Work to be completed: In the lines below, the string "windshield" may appear; say how many lines hold it and give nothing more.
-- Data section follows --
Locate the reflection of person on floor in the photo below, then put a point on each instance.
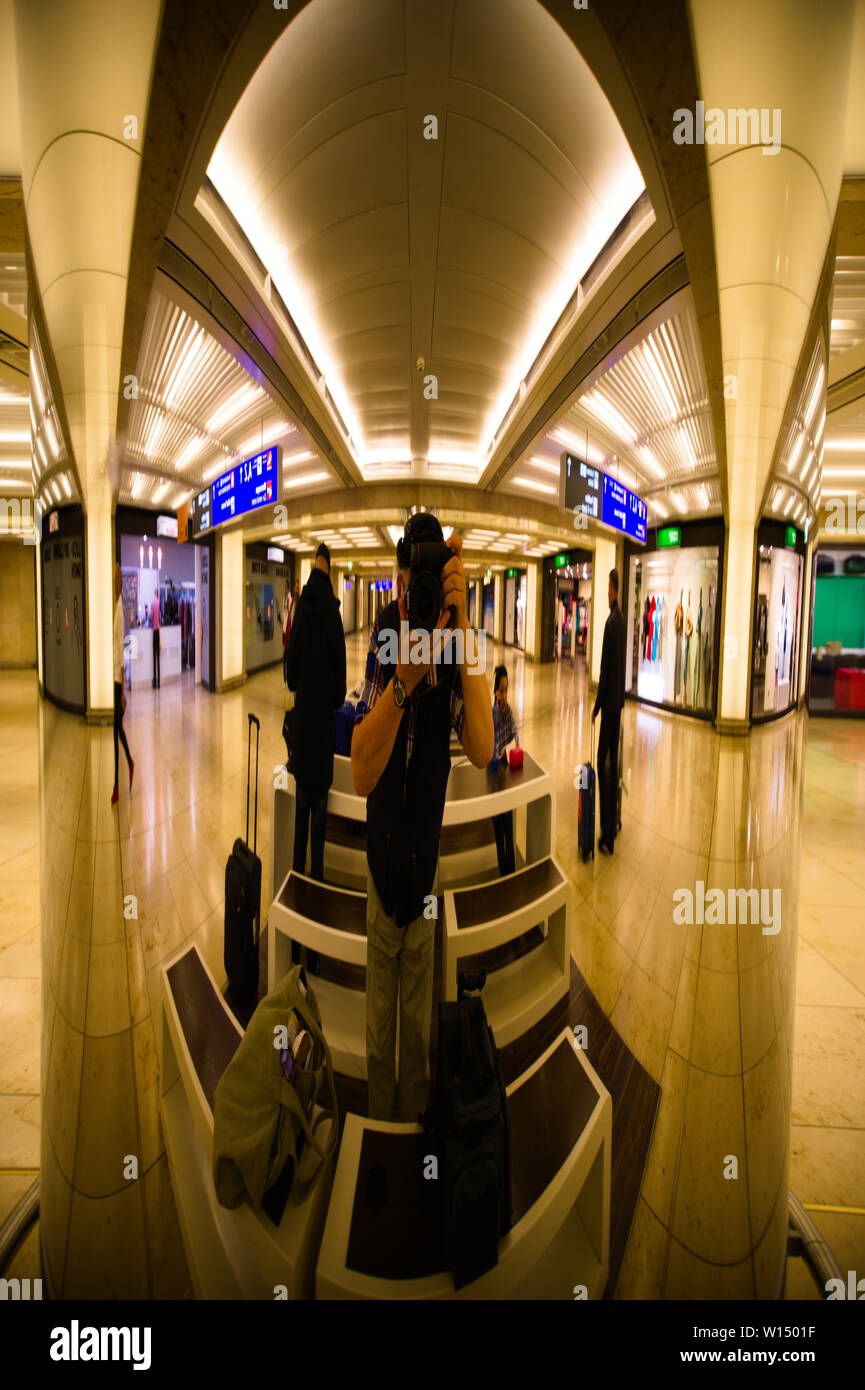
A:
(506, 733)
(401, 762)
(611, 702)
(120, 699)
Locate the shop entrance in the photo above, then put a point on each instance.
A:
(515, 609)
(573, 605)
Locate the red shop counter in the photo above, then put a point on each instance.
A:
(849, 688)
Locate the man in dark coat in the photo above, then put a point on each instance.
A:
(316, 674)
(611, 702)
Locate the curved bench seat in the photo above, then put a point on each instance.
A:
(559, 1189)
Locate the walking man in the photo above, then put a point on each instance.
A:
(120, 698)
(401, 761)
(156, 622)
(611, 702)
(316, 674)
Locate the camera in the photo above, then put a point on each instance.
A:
(426, 559)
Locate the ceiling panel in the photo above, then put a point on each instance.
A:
(387, 246)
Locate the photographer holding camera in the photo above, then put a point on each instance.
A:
(401, 761)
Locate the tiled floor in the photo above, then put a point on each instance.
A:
(708, 1011)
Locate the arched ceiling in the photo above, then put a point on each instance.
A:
(390, 246)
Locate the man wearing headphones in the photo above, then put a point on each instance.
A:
(401, 761)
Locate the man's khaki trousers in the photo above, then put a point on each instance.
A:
(399, 965)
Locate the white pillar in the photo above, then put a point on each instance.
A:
(230, 608)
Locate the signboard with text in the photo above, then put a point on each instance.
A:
(249, 485)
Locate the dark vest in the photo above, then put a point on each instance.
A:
(405, 809)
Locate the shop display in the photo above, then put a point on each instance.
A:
(775, 660)
(672, 627)
(837, 640)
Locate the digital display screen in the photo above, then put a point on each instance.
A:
(623, 509)
(586, 487)
(244, 488)
(581, 485)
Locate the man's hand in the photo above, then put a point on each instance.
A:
(454, 587)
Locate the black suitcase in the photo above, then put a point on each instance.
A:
(244, 900)
(586, 805)
(472, 1127)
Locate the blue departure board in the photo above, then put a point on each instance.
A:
(588, 489)
(623, 509)
(246, 487)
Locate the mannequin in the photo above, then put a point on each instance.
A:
(689, 633)
(707, 649)
(677, 623)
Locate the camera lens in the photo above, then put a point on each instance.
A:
(423, 601)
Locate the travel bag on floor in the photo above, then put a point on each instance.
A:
(472, 1130)
(345, 727)
(244, 901)
(586, 806)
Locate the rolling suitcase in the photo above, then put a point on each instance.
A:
(244, 900)
(345, 727)
(470, 1126)
(586, 809)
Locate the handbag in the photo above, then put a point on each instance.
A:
(289, 734)
(262, 1122)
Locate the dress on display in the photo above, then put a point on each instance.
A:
(689, 631)
(677, 623)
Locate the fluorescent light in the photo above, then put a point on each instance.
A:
(536, 487)
(185, 367)
(303, 480)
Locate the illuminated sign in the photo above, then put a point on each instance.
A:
(623, 509)
(602, 498)
(581, 485)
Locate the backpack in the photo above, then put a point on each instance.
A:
(472, 1129)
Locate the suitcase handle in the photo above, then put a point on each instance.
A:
(252, 720)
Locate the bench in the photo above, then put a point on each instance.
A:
(559, 1193)
(231, 1254)
(333, 922)
(480, 919)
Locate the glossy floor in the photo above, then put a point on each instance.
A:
(708, 1009)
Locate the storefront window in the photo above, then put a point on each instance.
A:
(837, 640)
(775, 672)
(671, 627)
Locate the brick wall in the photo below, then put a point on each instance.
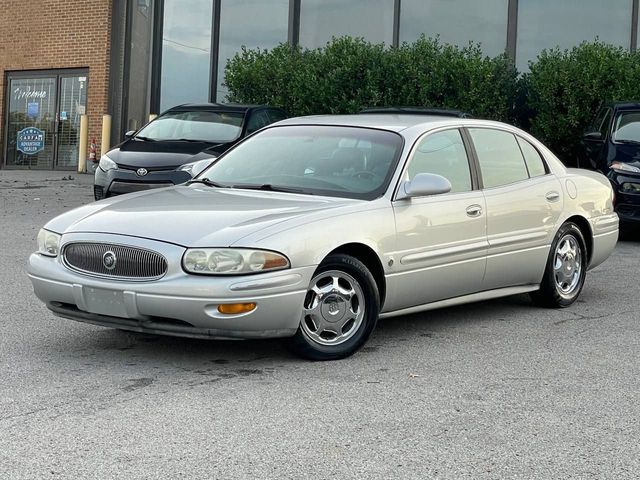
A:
(52, 34)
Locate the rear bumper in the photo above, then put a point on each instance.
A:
(177, 304)
(119, 181)
(627, 188)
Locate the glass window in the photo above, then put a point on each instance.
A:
(186, 52)
(627, 128)
(252, 24)
(322, 19)
(532, 157)
(457, 22)
(499, 156)
(206, 126)
(550, 23)
(323, 160)
(605, 123)
(443, 153)
(139, 64)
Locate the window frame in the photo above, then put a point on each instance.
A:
(468, 146)
(547, 171)
(476, 160)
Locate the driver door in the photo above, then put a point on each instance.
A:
(441, 241)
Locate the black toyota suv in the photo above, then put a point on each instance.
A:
(177, 145)
(612, 147)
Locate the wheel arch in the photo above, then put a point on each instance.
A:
(585, 228)
(371, 260)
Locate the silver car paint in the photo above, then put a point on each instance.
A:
(431, 252)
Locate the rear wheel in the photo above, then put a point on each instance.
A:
(340, 310)
(565, 271)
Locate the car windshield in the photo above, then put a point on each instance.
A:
(627, 127)
(199, 125)
(337, 161)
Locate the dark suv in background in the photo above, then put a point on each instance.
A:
(177, 145)
(612, 146)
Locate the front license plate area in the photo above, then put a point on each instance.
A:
(105, 302)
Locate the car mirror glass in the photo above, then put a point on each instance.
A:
(424, 184)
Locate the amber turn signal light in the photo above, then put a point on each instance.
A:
(235, 308)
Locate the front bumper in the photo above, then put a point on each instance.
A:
(178, 304)
(627, 188)
(120, 181)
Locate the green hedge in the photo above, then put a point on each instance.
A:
(555, 100)
(349, 74)
(564, 89)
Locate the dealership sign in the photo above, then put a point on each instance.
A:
(30, 140)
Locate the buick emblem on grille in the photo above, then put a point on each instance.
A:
(109, 260)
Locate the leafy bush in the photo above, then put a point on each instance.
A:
(556, 100)
(350, 74)
(565, 88)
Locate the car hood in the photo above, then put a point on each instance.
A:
(136, 154)
(192, 216)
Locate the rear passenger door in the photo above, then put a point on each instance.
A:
(524, 204)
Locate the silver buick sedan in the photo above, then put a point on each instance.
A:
(316, 227)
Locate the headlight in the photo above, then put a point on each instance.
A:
(107, 164)
(194, 168)
(48, 243)
(229, 261)
(624, 167)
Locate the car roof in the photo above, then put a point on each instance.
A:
(417, 111)
(392, 122)
(227, 107)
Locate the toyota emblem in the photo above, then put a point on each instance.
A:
(109, 260)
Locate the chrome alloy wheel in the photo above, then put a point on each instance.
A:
(567, 265)
(333, 308)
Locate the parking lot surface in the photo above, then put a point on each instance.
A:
(498, 389)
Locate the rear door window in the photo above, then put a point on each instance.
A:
(501, 161)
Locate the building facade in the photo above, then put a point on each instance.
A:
(132, 58)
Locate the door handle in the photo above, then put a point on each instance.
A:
(552, 196)
(474, 210)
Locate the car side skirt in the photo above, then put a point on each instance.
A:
(474, 297)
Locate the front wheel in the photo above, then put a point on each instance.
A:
(565, 271)
(340, 310)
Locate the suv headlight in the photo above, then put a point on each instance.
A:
(194, 168)
(230, 261)
(624, 167)
(48, 243)
(107, 164)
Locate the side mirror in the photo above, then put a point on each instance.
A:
(424, 184)
(593, 136)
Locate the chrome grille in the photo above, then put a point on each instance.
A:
(131, 263)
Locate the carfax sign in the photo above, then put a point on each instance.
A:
(30, 140)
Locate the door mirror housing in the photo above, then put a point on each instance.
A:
(593, 136)
(423, 185)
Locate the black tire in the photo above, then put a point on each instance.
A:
(351, 269)
(551, 294)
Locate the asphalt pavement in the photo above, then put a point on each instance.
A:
(494, 390)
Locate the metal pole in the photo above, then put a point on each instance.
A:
(82, 146)
(106, 134)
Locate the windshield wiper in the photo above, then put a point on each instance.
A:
(207, 182)
(270, 188)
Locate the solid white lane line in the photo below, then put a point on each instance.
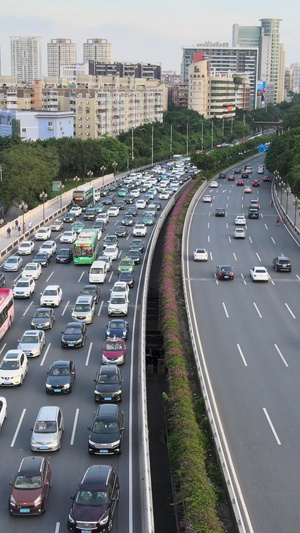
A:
(45, 354)
(283, 359)
(242, 355)
(88, 354)
(27, 308)
(257, 310)
(18, 428)
(290, 311)
(74, 427)
(271, 426)
(225, 310)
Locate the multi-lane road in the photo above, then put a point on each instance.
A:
(247, 338)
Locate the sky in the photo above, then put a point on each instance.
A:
(148, 31)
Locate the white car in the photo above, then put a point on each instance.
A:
(259, 274)
(24, 288)
(49, 247)
(76, 210)
(200, 254)
(43, 234)
(13, 368)
(240, 220)
(111, 251)
(32, 342)
(139, 230)
(51, 297)
(113, 211)
(26, 248)
(68, 236)
(32, 270)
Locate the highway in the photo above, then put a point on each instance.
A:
(247, 338)
(69, 464)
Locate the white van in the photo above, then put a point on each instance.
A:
-- Data section concluded --
Exercise response: 2